Excerpts of location labeling data
═══
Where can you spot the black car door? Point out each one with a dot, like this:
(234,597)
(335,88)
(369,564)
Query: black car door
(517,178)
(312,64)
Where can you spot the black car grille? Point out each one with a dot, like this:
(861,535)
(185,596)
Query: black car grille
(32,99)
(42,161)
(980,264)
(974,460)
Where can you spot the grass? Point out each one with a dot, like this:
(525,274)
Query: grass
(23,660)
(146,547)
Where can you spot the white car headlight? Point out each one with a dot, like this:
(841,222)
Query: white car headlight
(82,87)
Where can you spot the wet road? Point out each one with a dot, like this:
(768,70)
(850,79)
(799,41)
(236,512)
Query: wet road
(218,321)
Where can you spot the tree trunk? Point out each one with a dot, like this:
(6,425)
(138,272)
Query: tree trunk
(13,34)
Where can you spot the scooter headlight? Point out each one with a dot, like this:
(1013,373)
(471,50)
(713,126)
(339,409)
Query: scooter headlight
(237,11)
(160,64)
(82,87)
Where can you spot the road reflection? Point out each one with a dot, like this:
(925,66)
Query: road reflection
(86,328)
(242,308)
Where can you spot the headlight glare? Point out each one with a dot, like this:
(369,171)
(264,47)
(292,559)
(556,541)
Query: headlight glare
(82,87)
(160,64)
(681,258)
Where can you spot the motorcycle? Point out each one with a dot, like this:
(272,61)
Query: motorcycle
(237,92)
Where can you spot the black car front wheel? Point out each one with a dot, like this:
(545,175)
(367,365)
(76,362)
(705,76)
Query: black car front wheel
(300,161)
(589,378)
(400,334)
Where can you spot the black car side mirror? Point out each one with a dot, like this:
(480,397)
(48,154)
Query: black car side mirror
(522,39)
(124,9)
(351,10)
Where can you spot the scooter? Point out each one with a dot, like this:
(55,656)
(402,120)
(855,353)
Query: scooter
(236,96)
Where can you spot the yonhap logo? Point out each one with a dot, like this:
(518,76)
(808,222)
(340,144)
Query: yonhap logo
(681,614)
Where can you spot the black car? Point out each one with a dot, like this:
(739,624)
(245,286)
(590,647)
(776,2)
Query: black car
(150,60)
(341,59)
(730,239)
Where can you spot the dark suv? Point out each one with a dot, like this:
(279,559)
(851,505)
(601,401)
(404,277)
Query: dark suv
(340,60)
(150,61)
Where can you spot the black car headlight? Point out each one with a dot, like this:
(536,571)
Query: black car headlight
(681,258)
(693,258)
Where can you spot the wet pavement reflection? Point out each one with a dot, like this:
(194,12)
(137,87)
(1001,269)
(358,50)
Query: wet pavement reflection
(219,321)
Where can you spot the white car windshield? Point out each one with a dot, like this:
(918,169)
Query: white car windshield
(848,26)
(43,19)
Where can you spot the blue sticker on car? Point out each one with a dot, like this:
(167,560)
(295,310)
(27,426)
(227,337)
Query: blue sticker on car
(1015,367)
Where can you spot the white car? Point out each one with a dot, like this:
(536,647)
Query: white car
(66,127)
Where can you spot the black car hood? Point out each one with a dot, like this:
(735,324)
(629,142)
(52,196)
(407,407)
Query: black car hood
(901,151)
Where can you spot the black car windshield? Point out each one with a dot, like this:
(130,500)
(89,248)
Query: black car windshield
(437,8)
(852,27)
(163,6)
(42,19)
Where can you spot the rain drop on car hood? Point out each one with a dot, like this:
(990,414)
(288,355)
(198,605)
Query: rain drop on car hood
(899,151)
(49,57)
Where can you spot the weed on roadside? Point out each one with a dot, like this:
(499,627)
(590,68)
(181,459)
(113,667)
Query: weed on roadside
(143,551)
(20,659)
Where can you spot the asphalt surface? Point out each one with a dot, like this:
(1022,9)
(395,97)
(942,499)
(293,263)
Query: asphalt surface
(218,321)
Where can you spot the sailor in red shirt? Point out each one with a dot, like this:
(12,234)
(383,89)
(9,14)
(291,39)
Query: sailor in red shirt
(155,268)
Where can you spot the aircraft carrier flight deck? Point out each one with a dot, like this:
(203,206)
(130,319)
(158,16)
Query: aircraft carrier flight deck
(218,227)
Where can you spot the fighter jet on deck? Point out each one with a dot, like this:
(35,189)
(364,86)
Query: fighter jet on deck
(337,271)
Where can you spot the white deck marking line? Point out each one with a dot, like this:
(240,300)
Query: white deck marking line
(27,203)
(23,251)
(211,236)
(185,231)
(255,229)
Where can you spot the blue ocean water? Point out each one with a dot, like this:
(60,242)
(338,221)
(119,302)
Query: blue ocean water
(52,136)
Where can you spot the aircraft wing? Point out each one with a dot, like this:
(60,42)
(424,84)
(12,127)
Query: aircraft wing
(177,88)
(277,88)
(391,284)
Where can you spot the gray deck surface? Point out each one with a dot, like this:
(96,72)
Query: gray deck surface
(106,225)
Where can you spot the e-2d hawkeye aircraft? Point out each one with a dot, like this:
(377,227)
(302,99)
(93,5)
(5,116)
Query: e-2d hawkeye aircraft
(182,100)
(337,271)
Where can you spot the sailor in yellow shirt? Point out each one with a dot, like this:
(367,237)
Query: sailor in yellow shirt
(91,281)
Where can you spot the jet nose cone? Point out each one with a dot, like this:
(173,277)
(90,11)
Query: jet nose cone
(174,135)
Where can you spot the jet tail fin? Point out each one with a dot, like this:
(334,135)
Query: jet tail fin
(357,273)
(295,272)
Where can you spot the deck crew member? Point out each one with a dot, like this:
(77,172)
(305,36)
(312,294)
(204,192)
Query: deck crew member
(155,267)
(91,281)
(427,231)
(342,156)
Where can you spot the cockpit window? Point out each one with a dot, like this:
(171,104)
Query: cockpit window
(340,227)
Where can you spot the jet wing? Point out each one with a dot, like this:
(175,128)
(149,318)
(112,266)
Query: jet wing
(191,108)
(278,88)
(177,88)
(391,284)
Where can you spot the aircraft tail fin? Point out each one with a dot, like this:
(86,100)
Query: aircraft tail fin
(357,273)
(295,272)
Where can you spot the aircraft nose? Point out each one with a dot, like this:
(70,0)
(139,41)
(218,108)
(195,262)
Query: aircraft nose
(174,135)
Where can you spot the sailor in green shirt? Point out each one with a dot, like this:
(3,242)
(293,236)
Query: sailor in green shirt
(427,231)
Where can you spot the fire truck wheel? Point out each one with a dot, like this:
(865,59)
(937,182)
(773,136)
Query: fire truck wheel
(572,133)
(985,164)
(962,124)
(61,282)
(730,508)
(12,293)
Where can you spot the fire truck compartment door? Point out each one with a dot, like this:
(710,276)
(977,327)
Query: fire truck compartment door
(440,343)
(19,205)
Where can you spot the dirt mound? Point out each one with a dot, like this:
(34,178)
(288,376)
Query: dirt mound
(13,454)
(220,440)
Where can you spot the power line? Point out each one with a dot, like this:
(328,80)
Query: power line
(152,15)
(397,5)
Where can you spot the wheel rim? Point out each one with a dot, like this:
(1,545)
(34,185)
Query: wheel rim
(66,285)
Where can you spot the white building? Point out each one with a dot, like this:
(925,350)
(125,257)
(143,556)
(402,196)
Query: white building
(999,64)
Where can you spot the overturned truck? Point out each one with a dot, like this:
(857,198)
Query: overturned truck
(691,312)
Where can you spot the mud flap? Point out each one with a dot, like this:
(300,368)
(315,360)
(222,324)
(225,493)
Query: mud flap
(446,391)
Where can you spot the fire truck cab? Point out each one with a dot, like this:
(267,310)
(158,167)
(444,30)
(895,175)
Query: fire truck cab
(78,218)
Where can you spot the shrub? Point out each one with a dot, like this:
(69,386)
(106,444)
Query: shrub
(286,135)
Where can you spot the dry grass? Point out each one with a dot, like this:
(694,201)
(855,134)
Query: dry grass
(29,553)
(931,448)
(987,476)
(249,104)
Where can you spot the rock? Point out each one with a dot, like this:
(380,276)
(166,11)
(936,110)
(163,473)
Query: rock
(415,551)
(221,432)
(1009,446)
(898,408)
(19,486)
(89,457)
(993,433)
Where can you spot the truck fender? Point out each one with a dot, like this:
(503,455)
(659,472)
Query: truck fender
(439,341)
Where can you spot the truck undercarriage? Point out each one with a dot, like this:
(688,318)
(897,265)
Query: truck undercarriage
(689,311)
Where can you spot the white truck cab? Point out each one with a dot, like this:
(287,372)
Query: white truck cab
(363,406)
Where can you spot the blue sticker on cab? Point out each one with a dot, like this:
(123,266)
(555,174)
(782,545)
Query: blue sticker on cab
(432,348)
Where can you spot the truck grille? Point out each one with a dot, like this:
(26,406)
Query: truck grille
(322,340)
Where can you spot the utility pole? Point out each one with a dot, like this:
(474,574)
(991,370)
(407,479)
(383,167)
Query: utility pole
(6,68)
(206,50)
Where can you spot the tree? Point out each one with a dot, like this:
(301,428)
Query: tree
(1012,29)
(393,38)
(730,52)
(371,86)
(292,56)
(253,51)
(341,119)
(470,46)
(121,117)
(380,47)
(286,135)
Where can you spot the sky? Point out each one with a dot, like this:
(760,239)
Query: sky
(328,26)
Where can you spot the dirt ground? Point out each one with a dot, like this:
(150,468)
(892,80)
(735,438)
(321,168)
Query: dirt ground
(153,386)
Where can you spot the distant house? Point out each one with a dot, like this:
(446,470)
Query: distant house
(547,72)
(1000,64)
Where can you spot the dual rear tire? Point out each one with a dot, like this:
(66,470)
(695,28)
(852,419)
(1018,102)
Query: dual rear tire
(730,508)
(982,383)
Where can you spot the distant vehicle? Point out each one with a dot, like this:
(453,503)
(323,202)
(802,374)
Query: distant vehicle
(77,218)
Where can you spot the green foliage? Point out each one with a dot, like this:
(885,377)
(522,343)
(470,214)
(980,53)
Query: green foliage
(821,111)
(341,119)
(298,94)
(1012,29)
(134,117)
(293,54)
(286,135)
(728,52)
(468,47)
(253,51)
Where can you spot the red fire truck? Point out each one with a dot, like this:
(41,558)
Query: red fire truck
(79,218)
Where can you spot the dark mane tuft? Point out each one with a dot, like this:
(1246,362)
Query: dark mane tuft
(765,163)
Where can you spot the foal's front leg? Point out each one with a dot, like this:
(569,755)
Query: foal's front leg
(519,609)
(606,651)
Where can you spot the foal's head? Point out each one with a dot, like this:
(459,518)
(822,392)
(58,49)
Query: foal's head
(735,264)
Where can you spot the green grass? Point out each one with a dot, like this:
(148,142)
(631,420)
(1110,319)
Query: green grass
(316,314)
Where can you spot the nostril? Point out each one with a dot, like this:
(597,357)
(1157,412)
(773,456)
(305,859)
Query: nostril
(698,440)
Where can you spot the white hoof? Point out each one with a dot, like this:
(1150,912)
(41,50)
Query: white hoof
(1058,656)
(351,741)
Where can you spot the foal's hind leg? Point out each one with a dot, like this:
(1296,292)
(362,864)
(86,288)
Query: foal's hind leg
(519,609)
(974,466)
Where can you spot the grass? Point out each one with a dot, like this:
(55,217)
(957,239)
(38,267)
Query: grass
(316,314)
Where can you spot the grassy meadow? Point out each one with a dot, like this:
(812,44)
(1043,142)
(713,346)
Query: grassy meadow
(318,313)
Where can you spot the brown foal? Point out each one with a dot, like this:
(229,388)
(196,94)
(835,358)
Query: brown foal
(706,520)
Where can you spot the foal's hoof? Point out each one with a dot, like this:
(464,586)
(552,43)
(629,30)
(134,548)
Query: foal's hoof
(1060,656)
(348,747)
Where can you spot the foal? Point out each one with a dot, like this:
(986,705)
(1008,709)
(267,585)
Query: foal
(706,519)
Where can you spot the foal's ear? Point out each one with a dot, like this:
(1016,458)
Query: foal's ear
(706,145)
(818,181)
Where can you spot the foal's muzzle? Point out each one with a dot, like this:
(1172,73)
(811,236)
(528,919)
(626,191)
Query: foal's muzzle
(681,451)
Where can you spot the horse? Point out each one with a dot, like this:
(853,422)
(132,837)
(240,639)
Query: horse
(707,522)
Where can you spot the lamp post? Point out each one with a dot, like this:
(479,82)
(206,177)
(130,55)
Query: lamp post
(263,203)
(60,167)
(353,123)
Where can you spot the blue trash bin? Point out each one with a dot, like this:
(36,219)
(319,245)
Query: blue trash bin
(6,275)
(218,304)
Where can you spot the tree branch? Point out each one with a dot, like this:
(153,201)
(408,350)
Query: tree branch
═══
Instructions to follow: Look above for the line that holds "Where can you spot the foal's hoof?", then copy it and each line after it exactly, through the last line of the data.

Task response:
Where can you spot the foal's hoof? Point out each one with a dot, like this:
(464,586)
(552,43)
(629,30)
(134,548)
Query: foal's hoof
(1060,656)
(348,747)
Where can you spot the foal? Point out each one with a dot, like this:
(986,705)
(1008,709)
(267,585)
Query: foal
(706,519)
Where can you spot the foal's ear? Point out each one with a dot, like this:
(1016,458)
Query: foal's ear
(706,145)
(818,181)
Where can you spot the foal's muzzle? Point out each one with a dot, like this:
(1172,73)
(811,236)
(528,919)
(626,191)
Query: foal's muzzle
(681,451)
Where can you spot the horse? Point out each one with a dot, like this:
(853,422)
(132,837)
(240,639)
Query: horse
(707,522)
Where can you spot the lamp post? Point out each one with a dot, like this:
(479,82)
(206,177)
(130,55)
Query: lamp post
(263,203)
(60,167)
(353,123)
Where can you spot the blue trash bin? Point out each one with a dot, like this:
(36,219)
(319,245)
Query: blue trash bin
(6,275)
(218,304)
Where can you spot the tree branch? Point out each one with a dot, like this:
(153,201)
(408,350)
Query: tree branch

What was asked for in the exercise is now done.